**EXERCISE MATERIALS:**
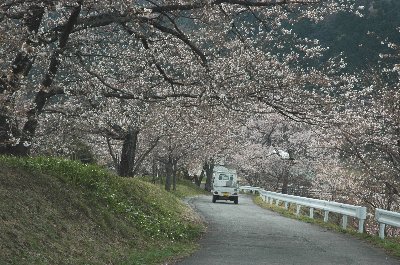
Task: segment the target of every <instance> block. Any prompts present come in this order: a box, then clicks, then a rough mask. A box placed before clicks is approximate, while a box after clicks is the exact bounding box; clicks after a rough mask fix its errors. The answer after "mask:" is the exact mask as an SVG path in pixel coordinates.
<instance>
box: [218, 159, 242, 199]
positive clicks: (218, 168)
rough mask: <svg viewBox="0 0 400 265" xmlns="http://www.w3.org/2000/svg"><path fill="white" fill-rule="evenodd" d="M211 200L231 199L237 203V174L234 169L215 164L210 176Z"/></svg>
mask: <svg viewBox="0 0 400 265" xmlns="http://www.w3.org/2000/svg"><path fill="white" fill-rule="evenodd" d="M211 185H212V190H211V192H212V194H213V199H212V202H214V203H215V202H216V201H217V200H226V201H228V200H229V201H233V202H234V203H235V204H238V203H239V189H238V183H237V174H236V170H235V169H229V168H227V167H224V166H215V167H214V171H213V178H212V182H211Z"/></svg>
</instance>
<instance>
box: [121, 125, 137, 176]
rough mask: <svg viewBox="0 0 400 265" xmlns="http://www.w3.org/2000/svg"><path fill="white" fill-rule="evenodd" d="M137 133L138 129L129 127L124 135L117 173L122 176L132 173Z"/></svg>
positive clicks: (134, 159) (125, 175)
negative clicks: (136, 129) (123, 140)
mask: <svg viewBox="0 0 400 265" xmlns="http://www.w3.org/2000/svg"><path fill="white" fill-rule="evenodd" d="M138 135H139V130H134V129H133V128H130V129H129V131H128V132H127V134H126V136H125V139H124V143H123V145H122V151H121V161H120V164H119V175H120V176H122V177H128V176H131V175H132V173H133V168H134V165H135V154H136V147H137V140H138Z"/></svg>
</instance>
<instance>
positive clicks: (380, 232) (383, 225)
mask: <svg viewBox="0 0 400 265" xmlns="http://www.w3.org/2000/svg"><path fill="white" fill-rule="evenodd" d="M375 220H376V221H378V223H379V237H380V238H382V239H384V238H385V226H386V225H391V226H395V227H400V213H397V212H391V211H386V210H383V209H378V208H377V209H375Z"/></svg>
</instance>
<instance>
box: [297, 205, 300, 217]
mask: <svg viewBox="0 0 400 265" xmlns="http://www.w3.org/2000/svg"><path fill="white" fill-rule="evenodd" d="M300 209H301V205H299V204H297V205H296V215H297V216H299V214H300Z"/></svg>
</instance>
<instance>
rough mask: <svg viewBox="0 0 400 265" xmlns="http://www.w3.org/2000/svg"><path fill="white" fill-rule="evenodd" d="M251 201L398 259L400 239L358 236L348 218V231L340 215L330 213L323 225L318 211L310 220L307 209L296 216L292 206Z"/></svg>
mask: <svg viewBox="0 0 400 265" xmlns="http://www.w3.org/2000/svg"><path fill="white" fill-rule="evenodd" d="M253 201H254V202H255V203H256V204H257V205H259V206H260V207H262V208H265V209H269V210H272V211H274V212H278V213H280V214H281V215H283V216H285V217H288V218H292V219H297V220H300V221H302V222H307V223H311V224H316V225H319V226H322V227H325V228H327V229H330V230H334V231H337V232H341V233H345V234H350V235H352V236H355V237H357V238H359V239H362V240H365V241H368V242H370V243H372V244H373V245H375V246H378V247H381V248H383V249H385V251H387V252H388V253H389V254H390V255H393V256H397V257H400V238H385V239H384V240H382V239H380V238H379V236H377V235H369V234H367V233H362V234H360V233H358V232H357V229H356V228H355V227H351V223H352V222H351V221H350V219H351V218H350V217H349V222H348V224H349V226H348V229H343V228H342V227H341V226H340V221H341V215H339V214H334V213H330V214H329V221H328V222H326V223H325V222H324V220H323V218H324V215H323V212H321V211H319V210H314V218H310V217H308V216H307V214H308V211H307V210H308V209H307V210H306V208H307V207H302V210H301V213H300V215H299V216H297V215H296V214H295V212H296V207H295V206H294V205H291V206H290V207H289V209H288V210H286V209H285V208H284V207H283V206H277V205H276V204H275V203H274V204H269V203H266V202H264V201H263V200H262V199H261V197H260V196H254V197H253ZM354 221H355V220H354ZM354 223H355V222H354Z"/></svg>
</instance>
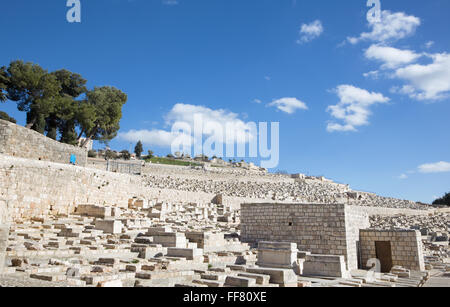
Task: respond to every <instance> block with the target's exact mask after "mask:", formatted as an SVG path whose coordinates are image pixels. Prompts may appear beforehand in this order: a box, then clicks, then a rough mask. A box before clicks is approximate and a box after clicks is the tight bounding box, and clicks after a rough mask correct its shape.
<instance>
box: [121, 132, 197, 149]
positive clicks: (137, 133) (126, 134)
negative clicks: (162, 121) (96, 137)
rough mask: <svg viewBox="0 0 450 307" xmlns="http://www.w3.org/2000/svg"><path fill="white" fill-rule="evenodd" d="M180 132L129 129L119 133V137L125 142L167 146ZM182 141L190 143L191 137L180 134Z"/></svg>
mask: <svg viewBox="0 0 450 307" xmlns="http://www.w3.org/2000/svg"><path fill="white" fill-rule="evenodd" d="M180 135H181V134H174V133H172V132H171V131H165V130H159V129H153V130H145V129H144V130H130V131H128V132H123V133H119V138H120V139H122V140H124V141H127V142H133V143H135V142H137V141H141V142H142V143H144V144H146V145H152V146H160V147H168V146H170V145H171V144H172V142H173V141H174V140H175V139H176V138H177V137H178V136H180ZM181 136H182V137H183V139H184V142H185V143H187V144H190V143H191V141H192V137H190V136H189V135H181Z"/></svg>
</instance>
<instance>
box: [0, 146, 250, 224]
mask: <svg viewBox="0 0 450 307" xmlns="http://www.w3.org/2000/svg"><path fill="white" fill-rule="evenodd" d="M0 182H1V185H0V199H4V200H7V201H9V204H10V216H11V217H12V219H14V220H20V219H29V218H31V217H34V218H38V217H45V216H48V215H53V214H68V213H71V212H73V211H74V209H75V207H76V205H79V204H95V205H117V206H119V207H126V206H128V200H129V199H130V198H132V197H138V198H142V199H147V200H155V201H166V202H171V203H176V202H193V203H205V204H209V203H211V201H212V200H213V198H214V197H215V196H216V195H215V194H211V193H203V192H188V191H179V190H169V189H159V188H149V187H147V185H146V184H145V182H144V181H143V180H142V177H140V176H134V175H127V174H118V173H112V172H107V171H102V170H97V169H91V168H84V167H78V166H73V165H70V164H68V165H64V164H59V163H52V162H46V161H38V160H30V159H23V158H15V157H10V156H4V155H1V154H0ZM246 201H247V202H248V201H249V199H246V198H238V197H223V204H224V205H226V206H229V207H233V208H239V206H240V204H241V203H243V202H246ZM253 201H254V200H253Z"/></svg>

**ASSIGNMENT:** Reproduce all the records above with every occurrence of "rough mask" replaced by "coarse mask" and everything else unchanged. Leave the pictures out of the answer.

**RESULT FOR THIS TASK:**
Task: segment the target of every <instance> block. Any prompts present come in this order: a box, then clicks, then a coarse mask. A box placed before clicks is approximate, while a box after clicks is the exact bounding box; clicks after a coarse mask fix its errors. The answer after "mask:" is the exact mask as an SVG path in pixel coordinates.
<instance>
box: [218, 159, 242, 199]
positive clicks: (218, 168)
coarse mask: <svg viewBox="0 0 400 265" xmlns="http://www.w3.org/2000/svg"><path fill="white" fill-rule="evenodd" d="M211 200L231 199L237 203V174L234 169L215 164L210 176Z"/></svg>
mask: <svg viewBox="0 0 400 265" xmlns="http://www.w3.org/2000/svg"><path fill="white" fill-rule="evenodd" d="M211 185H212V190H211V192H212V194H213V199H212V202H214V203H215V202H216V201H217V200H226V201H228V200H229V201H233V202H234V203H235V204H238V203H239V189H238V183H237V174H236V170H235V169H229V168H227V167H224V166H215V167H214V171H213V178H212V182H211Z"/></svg>
</instance>
<instance>
box: [121, 125, 137, 176]
coarse mask: <svg viewBox="0 0 400 265" xmlns="http://www.w3.org/2000/svg"><path fill="white" fill-rule="evenodd" d="M137 133L138 129L129 127L124 135L117 173L122 176L132 173Z"/></svg>
positive clicks: (134, 159) (125, 175)
negative clicks: (136, 129) (123, 140)
mask: <svg viewBox="0 0 400 265" xmlns="http://www.w3.org/2000/svg"><path fill="white" fill-rule="evenodd" d="M138 135H139V130H134V129H133V128H130V129H129V131H128V132H127V134H126V136H125V139H124V143H123V145H122V151H121V161H120V164H119V175H120V176H122V177H128V176H131V175H132V173H133V168H134V165H135V154H136V147H137V140H138Z"/></svg>
</instance>
<instance>
positive clicks: (380, 232) (383, 225)
mask: <svg viewBox="0 0 400 265" xmlns="http://www.w3.org/2000/svg"><path fill="white" fill-rule="evenodd" d="M375 220H376V221H378V223H379V237H380V238H382V239H384V238H385V226H386V225H391V226H395V227H400V213H397V212H391V211H386V210H383V209H378V208H377V209H375Z"/></svg>
</instance>
<instance>
box: [297, 205, 300, 217]
mask: <svg viewBox="0 0 400 265" xmlns="http://www.w3.org/2000/svg"><path fill="white" fill-rule="evenodd" d="M300 209H301V205H299V204H297V205H296V215H297V216H299V214H300Z"/></svg>
</instance>
<instance>
coarse mask: <svg viewBox="0 0 400 265" xmlns="http://www.w3.org/2000/svg"><path fill="white" fill-rule="evenodd" d="M251 201L398 259L400 239L358 236L348 218V231L340 215L330 213L323 225L318 211L310 220L307 209L296 216L292 206Z"/></svg>
mask: <svg viewBox="0 0 400 265" xmlns="http://www.w3.org/2000/svg"><path fill="white" fill-rule="evenodd" d="M253 201H254V202H255V203H256V204H257V205H259V206H260V207H262V208H265V209H269V210H272V211H274V212H278V213H280V214H281V215H283V216H285V217H288V218H292V219H297V220H300V221H302V222H307V223H311V224H316V225H319V226H322V227H325V228H327V229H330V230H334V231H337V232H341V233H345V234H350V235H352V236H355V237H357V238H359V239H362V240H365V241H368V242H370V243H372V244H373V245H375V246H378V247H381V248H383V249H385V251H387V252H388V253H389V254H390V255H393V256H397V257H400V238H385V239H384V240H382V239H380V238H379V236H377V235H369V234H367V233H362V234H360V233H358V232H357V229H356V228H355V227H351V223H352V222H351V221H350V219H351V218H350V217H349V222H348V224H349V226H348V229H343V228H342V227H341V226H340V221H341V215H339V214H334V213H330V214H329V221H328V222H326V223H325V222H324V220H323V218H324V215H323V212H321V211H319V210H314V218H310V217H308V216H307V214H308V211H307V210H308V209H307V210H306V208H307V207H302V210H301V213H300V215H299V216H297V215H296V214H295V212H296V207H295V206H294V205H291V206H290V207H289V209H288V210H286V209H285V208H284V207H283V206H277V205H276V204H275V203H274V204H269V203H266V202H264V201H263V200H262V199H261V197H260V196H254V197H253ZM354 221H355V220H354ZM354 223H355V222H354Z"/></svg>
</instance>
Task: respond to every <instance> block with the target's exact mask after "mask:", formatted as an SVG path whose coordinates are image pixels. Prompts may appear beforehand in this order: a box, then clicks, then a coarse mask. A box before clicks is approximate and a box after clicks is the tight bounding box, and clicks after a coarse mask correct its shape.
<instance>
box: [121, 132, 197, 149]
positive clicks: (137, 133) (126, 134)
negative clicks: (162, 121) (96, 137)
coarse mask: <svg viewBox="0 0 450 307" xmlns="http://www.w3.org/2000/svg"><path fill="white" fill-rule="evenodd" d="M180 132L129 129L119 133V137L125 142L167 146ZM182 141L190 143L191 137L180 134Z"/></svg>
mask: <svg viewBox="0 0 450 307" xmlns="http://www.w3.org/2000/svg"><path fill="white" fill-rule="evenodd" d="M180 135H181V134H174V133H172V132H171V131H165V130H159V129H153V130H145V129H144V130H130V131H128V132H123V133H119V138H120V139H122V140H124V141H127V142H133V143H135V142H137V141H141V142H142V143H144V144H146V145H152V146H160V147H168V146H170V145H171V144H172V142H173V141H174V140H175V139H176V138H177V137H178V136H180ZM181 136H182V137H183V139H184V142H185V143H187V144H190V143H191V141H192V137H190V136H189V135H181Z"/></svg>
</instance>
<instance>
box: [0, 146, 250, 224]
mask: <svg viewBox="0 0 450 307" xmlns="http://www.w3.org/2000/svg"><path fill="white" fill-rule="evenodd" d="M0 182H1V185H0V199H4V200H7V201H9V204H10V216H11V217H12V219H14V220H20V219H29V218H31V217H34V218H38V217H45V216H48V215H53V214H68V213H71V212H73V211H74V209H75V207H76V205H79V204H95V205H117V206H119V207H126V206H128V200H129V199H130V198H132V197H138V198H142V199H147V200H155V201H166V202H171V203H176V202H193V203H205V204H209V203H211V201H212V200H213V198H214V197H215V196H216V195H215V194H211V193H203V192H188V191H179V190H169V189H159V188H149V187H147V185H146V184H145V182H144V181H143V180H142V177H140V176H134V175H127V174H118V173H112V172H107V171H102V170H97V169H91V168H84V167H78V166H73V165H70V164H68V165H64V164H59V163H52V162H46V161H38V160H30V159H23V158H15V157H10V156H4V155H1V154H0ZM246 201H247V202H248V201H249V199H246V198H238V197H223V204H224V205H226V206H229V207H233V208H239V206H240V204H241V203H243V202H246ZM253 201H254V200H253Z"/></svg>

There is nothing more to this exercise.